--- Begin PROVIDED DATA ---
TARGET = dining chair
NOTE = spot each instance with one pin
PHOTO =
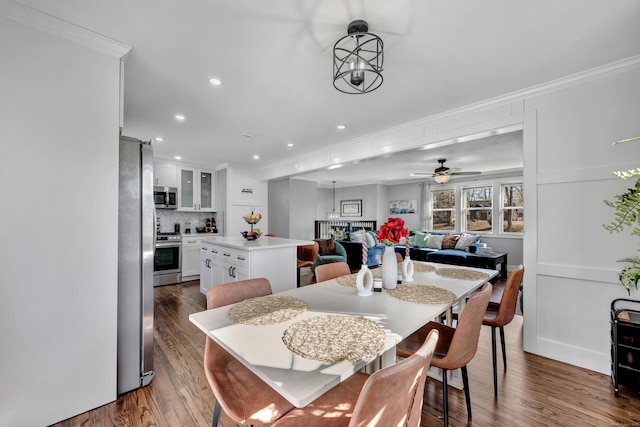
(331, 271)
(307, 255)
(391, 396)
(502, 316)
(244, 397)
(456, 346)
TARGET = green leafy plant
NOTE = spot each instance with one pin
(627, 214)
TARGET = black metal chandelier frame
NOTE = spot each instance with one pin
(358, 60)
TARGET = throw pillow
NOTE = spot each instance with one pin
(435, 241)
(420, 239)
(467, 240)
(449, 241)
(326, 247)
(372, 240)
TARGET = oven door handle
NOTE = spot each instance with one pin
(168, 245)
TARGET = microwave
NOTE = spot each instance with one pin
(165, 197)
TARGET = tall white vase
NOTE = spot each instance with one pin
(407, 269)
(364, 281)
(389, 268)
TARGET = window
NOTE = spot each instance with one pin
(512, 208)
(477, 205)
(444, 210)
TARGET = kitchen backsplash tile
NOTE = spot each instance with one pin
(169, 217)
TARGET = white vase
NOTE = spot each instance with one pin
(364, 282)
(407, 269)
(389, 268)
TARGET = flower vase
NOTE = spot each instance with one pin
(364, 282)
(407, 270)
(389, 268)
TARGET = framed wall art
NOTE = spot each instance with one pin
(403, 206)
(351, 207)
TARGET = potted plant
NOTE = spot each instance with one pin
(627, 214)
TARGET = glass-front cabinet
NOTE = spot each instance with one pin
(196, 190)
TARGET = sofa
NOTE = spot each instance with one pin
(450, 248)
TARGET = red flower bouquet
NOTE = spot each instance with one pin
(392, 231)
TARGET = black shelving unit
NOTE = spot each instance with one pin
(625, 343)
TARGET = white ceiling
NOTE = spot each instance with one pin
(275, 61)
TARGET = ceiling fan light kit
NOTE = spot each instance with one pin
(442, 174)
(442, 179)
(357, 60)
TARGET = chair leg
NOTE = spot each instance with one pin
(504, 353)
(467, 394)
(445, 398)
(216, 415)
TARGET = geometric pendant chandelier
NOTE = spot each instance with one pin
(357, 60)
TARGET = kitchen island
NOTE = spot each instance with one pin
(226, 259)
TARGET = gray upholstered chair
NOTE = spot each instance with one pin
(339, 254)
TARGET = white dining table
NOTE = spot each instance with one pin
(301, 380)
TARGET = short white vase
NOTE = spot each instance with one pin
(407, 269)
(389, 268)
(364, 281)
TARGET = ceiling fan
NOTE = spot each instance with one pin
(443, 174)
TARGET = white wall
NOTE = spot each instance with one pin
(240, 203)
(59, 115)
(279, 201)
(571, 274)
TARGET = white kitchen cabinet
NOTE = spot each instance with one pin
(209, 268)
(190, 257)
(165, 175)
(195, 190)
(234, 265)
(236, 259)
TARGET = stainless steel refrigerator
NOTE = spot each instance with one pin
(136, 244)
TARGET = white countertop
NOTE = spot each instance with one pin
(262, 243)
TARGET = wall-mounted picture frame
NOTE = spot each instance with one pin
(351, 207)
(399, 207)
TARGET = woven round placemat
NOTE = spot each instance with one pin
(422, 294)
(461, 273)
(334, 338)
(267, 310)
(425, 268)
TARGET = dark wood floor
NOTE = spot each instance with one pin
(535, 391)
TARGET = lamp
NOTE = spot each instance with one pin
(357, 60)
(442, 178)
(332, 216)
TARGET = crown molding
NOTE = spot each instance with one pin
(52, 25)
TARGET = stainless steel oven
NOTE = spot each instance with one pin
(167, 261)
(165, 197)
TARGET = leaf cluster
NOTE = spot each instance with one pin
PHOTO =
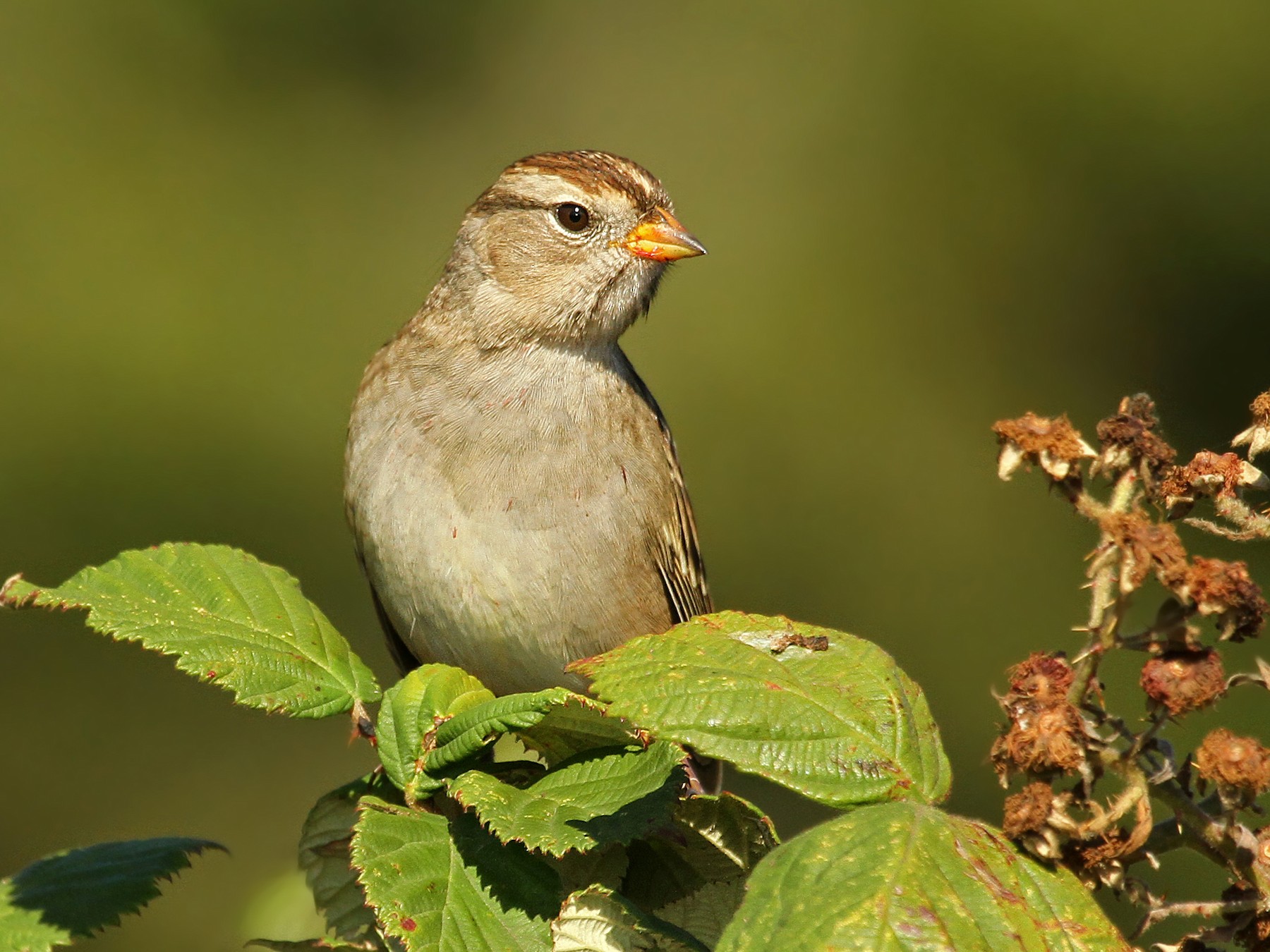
(555, 820)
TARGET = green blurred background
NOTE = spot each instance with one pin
(920, 220)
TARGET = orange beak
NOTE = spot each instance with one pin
(660, 238)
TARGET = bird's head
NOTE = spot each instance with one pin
(568, 248)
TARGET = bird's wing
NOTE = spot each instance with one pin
(676, 550)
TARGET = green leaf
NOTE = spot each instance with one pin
(411, 711)
(449, 885)
(228, 617)
(325, 860)
(79, 891)
(313, 946)
(23, 929)
(706, 913)
(826, 714)
(577, 725)
(479, 726)
(711, 839)
(909, 876)
(600, 920)
(611, 795)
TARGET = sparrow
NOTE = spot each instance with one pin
(511, 482)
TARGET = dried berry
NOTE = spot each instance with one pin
(1226, 590)
(1233, 762)
(1184, 681)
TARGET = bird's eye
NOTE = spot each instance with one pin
(573, 217)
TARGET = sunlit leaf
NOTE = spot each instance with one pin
(449, 885)
(600, 920)
(325, 860)
(822, 712)
(909, 876)
(411, 711)
(229, 618)
(610, 795)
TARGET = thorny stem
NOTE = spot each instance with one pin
(1206, 909)
(1104, 594)
(1203, 831)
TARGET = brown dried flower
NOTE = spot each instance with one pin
(1226, 590)
(1257, 436)
(1146, 546)
(1128, 439)
(1043, 679)
(1233, 762)
(1046, 731)
(1028, 810)
(1051, 442)
(1041, 740)
(1217, 475)
(1184, 681)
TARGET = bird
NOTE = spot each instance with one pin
(514, 488)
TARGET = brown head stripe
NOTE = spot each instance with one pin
(584, 169)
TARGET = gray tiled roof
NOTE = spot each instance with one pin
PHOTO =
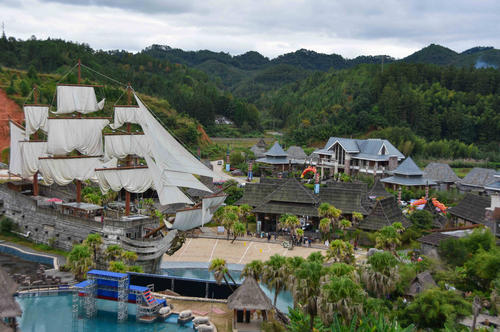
(440, 172)
(296, 152)
(364, 149)
(378, 190)
(408, 167)
(471, 208)
(385, 212)
(479, 177)
(276, 151)
(408, 181)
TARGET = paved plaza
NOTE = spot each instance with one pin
(239, 252)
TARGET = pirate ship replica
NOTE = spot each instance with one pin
(82, 148)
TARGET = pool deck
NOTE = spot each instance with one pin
(198, 252)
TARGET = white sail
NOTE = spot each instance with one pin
(35, 117)
(178, 179)
(167, 152)
(17, 134)
(75, 98)
(209, 205)
(82, 134)
(166, 194)
(120, 146)
(134, 180)
(188, 219)
(64, 170)
(126, 114)
(30, 152)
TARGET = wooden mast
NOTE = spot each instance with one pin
(35, 136)
(129, 161)
(78, 183)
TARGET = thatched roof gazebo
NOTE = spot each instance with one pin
(249, 297)
(9, 308)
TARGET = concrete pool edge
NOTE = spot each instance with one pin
(197, 265)
(28, 253)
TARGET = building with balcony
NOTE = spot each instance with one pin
(351, 156)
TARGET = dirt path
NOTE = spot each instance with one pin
(8, 108)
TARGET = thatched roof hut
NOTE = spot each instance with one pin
(9, 308)
(249, 296)
(420, 283)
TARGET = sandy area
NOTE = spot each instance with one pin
(239, 252)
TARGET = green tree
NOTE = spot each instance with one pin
(275, 274)
(238, 229)
(254, 269)
(422, 219)
(94, 242)
(219, 267)
(380, 276)
(434, 308)
(80, 260)
(291, 222)
(388, 238)
(117, 266)
(340, 251)
(245, 211)
(329, 211)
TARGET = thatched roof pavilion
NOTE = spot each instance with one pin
(247, 298)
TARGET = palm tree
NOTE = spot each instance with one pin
(228, 220)
(244, 212)
(343, 225)
(94, 242)
(342, 295)
(388, 238)
(331, 212)
(129, 257)
(324, 227)
(238, 229)
(80, 260)
(254, 269)
(307, 287)
(340, 251)
(275, 274)
(380, 276)
(219, 267)
(117, 266)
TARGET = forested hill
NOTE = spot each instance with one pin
(189, 91)
(433, 102)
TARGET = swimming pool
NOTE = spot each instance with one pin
(54, 314)
(284, 301)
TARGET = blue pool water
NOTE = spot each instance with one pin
(54, 314)
(284, 301)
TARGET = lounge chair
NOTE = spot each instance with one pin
(164, 312)
(200, 321)
(185, 316)
(204, 328)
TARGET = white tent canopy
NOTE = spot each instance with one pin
(120, 146)
(17, 134)
(35, 117)
(30, 152)
(134, 180)
(82, 134)
(77, 98)
(64, 170)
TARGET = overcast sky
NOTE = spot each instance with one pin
(271, 27)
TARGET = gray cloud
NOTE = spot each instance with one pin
(271, 27)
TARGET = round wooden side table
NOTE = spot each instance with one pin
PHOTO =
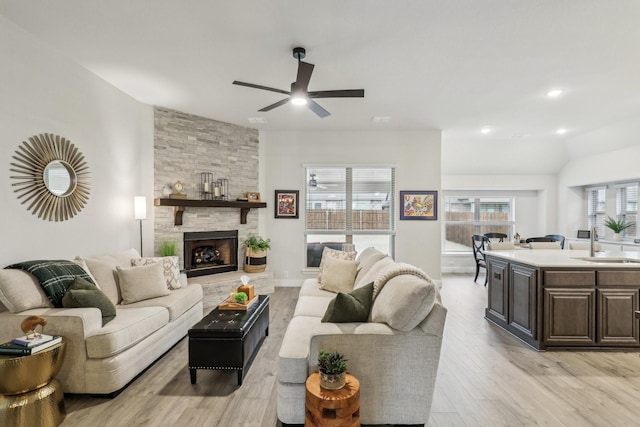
--- End PROVIDED DATA ---
• TASK GOAL:
Please scale the part of the material that opens with the line containing "TARGET = gray cloud" and runs through its end, both ends included: repeat every line, requests too, with each answer coordinate multiplied by 1.05 and rounded to a whole number, halves rounding up. Leave the pictures out of your answer.

• TASK RESPONSE:
TARGET = gray cloud
NOTE = spot each instance with one pin
(285, 28)
TARGET = round wooden side table
NOTE = spot each instance with one pin
PHOTO =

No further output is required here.